** RECORDS FOR THE TASK follows **

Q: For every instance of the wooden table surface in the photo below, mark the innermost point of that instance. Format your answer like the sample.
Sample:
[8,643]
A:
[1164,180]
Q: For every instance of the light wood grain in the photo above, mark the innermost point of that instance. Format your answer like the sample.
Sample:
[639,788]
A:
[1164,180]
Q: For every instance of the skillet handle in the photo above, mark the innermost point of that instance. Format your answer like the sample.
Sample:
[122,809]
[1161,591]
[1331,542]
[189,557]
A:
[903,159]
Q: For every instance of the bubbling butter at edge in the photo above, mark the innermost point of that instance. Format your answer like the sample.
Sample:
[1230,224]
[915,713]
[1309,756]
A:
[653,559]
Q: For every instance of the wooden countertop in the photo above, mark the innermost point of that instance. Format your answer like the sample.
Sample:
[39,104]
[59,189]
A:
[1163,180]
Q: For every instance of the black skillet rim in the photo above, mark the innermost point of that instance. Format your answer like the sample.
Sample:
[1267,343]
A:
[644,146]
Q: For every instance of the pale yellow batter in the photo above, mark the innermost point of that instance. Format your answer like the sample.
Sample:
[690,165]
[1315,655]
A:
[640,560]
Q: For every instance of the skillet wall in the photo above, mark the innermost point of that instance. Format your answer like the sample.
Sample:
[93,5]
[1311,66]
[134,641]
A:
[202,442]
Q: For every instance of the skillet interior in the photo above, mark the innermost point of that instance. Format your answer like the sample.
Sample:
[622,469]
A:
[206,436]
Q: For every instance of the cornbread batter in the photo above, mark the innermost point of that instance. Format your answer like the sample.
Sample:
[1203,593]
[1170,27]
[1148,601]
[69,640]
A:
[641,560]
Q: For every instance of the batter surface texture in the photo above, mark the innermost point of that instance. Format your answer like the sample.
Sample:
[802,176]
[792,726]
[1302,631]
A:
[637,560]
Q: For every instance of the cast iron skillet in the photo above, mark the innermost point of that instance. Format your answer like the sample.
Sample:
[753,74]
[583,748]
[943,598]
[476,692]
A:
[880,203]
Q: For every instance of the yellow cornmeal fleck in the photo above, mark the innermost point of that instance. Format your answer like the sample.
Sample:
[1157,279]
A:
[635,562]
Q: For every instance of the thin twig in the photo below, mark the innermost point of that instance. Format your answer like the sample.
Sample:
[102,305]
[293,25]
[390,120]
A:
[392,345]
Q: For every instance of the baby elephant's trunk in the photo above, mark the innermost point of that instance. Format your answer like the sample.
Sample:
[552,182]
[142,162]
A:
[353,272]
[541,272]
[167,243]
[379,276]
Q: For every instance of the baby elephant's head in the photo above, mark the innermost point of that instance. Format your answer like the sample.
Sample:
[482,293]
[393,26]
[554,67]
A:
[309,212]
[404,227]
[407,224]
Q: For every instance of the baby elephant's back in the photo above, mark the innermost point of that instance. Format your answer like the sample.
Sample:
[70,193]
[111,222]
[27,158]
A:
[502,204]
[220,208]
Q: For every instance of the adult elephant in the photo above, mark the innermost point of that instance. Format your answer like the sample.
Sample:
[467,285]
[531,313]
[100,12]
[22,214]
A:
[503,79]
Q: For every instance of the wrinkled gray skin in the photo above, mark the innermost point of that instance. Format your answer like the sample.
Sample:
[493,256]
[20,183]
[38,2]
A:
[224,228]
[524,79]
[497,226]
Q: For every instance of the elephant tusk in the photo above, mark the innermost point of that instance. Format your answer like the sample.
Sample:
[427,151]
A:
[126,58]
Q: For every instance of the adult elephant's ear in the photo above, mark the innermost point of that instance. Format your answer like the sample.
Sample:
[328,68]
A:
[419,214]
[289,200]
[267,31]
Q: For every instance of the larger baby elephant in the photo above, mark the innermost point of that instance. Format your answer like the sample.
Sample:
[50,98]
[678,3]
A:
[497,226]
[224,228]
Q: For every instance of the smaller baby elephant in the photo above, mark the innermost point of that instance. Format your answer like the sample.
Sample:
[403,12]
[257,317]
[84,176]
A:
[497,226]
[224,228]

** End of RECORDS FOR THE TASK **

TASK STATEMENT →
If a line in the records contains the word "surface", copy it out.

RESPONSE AREA →
Q: For every instance of the wooden table surface in the photo below, mark the innermost point of that instance. Format your answer like the sample.
Q: For every instance of the batter surface texture in the photo above, mark the innermost point of that instance. Format your answer like the sample.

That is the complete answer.